[What to produce]:
Look over the data below and give the number of lines containing the word "woman", with no other words.

┄┄┄┄┄┄

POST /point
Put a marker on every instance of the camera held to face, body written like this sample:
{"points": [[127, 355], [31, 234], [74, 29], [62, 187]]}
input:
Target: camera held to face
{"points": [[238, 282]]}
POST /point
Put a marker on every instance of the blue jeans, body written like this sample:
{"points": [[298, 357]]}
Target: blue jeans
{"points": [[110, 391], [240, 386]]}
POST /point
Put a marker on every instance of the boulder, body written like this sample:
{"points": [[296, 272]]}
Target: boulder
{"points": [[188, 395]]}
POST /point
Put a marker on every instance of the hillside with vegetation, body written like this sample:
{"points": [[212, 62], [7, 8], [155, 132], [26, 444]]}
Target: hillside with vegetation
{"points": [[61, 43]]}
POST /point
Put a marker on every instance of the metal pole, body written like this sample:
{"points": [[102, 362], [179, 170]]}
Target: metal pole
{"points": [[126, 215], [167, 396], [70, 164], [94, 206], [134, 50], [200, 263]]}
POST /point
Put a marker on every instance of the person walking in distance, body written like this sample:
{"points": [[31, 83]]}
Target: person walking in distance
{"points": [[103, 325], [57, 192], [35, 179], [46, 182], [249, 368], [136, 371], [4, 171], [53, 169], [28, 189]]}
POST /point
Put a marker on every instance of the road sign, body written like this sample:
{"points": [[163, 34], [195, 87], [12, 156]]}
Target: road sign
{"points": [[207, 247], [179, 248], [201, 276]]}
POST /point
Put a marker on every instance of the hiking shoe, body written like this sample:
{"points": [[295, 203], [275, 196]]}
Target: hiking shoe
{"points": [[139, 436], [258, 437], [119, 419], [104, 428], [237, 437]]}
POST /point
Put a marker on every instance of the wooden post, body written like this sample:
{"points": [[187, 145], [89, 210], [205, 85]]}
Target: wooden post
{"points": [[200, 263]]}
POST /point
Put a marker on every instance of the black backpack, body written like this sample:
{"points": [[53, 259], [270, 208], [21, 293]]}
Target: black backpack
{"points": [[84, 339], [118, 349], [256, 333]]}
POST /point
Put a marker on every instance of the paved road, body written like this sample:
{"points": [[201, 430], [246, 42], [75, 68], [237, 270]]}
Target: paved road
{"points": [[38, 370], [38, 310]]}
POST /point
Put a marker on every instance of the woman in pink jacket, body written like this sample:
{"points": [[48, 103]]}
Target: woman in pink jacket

┄┄┄┄┄┄

[Answer to this task]:
2